──────── Information given

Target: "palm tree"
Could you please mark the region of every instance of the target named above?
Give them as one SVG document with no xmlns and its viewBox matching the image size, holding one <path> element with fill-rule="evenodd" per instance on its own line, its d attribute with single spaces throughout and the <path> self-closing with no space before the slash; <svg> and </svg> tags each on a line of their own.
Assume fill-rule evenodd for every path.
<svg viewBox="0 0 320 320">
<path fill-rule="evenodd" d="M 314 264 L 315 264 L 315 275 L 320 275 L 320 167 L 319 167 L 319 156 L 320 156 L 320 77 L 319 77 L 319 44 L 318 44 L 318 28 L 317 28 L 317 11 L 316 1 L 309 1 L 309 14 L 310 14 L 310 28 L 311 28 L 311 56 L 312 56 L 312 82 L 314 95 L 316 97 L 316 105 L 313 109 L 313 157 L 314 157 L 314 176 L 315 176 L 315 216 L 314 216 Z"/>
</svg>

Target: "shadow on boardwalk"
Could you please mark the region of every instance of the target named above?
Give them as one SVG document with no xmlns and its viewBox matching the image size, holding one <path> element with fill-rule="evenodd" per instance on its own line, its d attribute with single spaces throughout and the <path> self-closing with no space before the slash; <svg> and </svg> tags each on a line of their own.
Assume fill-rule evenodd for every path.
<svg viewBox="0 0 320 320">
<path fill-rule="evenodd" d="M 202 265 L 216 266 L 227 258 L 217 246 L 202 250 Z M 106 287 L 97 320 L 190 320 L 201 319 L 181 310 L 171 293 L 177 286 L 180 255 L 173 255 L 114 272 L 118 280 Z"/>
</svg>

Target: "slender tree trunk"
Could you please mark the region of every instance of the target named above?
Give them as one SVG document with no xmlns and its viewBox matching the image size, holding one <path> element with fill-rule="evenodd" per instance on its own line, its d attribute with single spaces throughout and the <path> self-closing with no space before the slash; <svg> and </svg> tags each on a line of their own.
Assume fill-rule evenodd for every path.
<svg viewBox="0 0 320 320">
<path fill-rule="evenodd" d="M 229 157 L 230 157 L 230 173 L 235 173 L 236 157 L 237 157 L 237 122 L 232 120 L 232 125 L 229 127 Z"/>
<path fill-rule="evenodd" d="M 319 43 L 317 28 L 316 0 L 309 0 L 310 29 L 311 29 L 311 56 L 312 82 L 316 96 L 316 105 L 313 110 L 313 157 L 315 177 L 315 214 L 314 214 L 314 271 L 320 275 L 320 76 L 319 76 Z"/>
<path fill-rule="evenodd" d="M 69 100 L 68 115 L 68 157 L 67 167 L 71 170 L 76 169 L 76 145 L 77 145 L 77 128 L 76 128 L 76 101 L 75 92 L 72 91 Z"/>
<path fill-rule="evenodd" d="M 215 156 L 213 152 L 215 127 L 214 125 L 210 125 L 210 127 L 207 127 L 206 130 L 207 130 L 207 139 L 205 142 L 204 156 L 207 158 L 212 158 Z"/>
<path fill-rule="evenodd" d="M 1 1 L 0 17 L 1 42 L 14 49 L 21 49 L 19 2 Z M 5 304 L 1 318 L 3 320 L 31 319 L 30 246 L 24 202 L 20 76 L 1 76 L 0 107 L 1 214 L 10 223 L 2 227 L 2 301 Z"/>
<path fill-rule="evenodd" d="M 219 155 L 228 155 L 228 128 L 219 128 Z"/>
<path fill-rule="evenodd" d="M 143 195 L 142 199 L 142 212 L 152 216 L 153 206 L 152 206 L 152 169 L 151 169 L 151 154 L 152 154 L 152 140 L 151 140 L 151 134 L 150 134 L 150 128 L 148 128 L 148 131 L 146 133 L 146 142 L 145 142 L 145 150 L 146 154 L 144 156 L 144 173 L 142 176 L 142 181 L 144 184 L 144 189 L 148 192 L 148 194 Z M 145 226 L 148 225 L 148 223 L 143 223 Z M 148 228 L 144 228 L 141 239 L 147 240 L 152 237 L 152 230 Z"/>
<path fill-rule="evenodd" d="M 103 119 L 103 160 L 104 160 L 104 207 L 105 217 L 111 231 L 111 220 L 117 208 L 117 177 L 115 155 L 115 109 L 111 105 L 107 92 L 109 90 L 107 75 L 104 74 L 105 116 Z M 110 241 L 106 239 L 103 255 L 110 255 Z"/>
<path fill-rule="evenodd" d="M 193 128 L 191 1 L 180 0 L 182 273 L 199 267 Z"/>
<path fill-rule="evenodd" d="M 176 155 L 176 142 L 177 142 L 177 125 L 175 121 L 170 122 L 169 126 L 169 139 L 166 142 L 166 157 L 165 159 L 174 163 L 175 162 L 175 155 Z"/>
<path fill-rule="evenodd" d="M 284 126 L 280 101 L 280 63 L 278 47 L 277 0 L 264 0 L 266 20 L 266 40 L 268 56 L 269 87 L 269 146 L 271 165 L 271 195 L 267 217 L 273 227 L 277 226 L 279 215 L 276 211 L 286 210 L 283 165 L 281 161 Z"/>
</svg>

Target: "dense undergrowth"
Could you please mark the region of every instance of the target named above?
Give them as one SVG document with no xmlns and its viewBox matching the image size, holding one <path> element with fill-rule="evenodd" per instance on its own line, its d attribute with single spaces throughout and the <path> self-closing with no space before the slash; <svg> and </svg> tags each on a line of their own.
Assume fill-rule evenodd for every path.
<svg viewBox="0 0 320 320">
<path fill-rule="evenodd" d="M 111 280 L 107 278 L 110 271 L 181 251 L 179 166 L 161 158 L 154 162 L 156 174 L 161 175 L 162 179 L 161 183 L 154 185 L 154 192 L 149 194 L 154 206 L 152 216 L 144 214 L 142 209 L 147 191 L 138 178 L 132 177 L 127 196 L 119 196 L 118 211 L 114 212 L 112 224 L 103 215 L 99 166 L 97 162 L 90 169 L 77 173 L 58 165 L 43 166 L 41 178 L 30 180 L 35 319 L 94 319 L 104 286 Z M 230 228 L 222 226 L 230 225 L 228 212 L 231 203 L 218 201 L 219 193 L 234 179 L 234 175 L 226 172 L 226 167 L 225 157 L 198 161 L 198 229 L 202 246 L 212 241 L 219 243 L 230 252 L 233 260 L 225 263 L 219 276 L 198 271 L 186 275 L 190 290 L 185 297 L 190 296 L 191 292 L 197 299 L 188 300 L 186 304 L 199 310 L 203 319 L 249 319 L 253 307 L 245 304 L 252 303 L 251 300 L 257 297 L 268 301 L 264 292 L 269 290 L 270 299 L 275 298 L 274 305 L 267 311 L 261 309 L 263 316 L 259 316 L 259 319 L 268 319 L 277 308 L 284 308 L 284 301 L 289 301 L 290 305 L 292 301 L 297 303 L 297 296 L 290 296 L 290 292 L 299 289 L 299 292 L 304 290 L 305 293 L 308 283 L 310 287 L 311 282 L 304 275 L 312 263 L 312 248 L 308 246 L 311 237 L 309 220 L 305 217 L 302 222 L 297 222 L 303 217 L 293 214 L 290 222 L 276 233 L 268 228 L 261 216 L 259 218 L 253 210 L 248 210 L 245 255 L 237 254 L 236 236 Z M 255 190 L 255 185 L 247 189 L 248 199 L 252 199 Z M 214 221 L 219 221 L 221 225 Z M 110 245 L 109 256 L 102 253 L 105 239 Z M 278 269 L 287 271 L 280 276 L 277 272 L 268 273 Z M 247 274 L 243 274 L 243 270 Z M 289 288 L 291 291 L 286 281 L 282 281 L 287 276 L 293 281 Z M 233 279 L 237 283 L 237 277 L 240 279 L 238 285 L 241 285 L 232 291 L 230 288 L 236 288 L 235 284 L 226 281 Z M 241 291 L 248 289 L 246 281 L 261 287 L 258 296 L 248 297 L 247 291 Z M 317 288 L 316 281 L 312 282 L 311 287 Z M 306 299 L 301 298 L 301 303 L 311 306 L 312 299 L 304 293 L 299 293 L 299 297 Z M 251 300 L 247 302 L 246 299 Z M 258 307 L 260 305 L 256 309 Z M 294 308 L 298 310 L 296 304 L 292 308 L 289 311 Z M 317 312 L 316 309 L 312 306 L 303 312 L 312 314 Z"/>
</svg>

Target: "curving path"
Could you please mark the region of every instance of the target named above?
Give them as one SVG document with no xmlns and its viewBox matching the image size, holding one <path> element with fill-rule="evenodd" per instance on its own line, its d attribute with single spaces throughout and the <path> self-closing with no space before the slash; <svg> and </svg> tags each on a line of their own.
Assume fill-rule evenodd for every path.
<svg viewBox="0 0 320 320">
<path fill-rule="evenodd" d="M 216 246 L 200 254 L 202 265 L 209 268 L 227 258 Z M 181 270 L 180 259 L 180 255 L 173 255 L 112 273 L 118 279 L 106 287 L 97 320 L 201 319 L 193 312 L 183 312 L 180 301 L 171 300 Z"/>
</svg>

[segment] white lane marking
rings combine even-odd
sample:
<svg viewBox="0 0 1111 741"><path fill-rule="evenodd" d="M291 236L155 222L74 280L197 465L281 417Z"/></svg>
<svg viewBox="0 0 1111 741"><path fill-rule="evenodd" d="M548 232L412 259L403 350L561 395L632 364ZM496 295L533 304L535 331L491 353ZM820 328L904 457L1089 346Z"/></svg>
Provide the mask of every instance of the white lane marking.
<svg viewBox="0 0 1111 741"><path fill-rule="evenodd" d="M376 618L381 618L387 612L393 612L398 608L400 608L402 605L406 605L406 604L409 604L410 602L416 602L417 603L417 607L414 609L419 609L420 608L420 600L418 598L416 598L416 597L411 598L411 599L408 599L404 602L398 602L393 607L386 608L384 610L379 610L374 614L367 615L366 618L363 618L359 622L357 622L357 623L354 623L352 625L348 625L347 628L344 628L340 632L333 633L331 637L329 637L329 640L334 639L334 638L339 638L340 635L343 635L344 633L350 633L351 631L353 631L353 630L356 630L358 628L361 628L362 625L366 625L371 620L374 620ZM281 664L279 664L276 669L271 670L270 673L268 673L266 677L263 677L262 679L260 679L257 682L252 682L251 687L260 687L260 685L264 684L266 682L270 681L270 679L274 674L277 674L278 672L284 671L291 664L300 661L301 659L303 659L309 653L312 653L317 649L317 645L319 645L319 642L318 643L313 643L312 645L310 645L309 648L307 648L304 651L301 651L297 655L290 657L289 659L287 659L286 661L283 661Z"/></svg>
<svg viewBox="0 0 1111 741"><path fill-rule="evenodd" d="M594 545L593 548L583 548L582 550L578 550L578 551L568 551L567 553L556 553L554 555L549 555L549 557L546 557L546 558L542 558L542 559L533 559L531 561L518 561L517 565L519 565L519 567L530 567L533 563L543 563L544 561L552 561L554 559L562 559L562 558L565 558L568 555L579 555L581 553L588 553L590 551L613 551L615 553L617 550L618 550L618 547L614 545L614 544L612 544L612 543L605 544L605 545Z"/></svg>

────────────────

*Given problem*: Please identify every line in the items above that contains the word "marking", and copy each of those lines in full.

*The response*:
[segment] white lane marking
Provide the mask of every instance of the white lane marking.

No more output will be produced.